Dataset records:
--- Begin ---

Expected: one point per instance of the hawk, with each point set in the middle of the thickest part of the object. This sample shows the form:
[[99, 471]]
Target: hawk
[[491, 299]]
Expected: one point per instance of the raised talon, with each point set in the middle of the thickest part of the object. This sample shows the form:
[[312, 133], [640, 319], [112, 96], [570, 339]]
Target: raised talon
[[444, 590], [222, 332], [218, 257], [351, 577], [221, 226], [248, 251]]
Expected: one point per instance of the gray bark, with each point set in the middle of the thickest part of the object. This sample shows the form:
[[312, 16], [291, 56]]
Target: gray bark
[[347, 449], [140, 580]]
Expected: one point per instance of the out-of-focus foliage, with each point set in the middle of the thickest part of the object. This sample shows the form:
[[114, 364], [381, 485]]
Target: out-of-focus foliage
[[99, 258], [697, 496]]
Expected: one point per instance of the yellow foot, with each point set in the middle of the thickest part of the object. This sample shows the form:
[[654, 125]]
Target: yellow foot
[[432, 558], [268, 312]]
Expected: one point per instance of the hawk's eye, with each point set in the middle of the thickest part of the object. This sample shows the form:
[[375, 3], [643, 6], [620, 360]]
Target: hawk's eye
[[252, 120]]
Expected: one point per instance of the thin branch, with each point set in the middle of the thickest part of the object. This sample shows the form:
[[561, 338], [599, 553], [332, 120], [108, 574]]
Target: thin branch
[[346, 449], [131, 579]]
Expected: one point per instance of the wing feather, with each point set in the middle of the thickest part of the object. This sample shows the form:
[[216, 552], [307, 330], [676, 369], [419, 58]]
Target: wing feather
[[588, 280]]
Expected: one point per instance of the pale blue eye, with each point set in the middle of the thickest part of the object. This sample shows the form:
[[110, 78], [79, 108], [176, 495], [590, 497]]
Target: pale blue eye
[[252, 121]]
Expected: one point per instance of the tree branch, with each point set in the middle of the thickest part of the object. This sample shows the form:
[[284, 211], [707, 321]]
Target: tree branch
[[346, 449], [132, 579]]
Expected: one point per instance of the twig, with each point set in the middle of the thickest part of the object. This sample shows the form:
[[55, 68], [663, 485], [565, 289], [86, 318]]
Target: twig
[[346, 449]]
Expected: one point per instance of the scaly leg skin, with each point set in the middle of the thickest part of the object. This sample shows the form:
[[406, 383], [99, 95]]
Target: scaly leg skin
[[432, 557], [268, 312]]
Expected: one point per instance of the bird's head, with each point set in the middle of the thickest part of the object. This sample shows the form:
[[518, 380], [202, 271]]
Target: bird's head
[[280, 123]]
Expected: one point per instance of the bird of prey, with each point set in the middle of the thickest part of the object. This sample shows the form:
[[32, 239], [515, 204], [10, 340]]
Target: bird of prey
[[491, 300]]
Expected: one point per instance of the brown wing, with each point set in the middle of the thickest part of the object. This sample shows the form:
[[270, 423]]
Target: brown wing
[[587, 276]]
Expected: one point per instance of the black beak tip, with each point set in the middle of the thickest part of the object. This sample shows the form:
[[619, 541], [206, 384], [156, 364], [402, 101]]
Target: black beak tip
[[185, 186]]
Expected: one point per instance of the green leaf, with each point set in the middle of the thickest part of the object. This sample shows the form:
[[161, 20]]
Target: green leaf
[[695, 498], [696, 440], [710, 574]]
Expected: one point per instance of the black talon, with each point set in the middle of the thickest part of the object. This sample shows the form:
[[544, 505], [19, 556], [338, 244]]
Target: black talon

--- End ---

Starting with the line that contains "Expected: one point per instance of the green" and continuing through the end of the records, rewrite those lines with "black talon" swapped for "dark claw" and everything else left unchanged.

Expected: one point per instance of the green leaf, with each point set in the middle of the thickest part of the object. This sample shows the form:
[[161, 20]]
Target: green leaf
[[695, 498], [696, 440], [710, 574]]
Expected: one point per instance of the dark claw, with each point set in the middle of the thickest part of the object. This sample shows the form:
[[544, 505], [19, 556], [338, 244]]
Target: dark claw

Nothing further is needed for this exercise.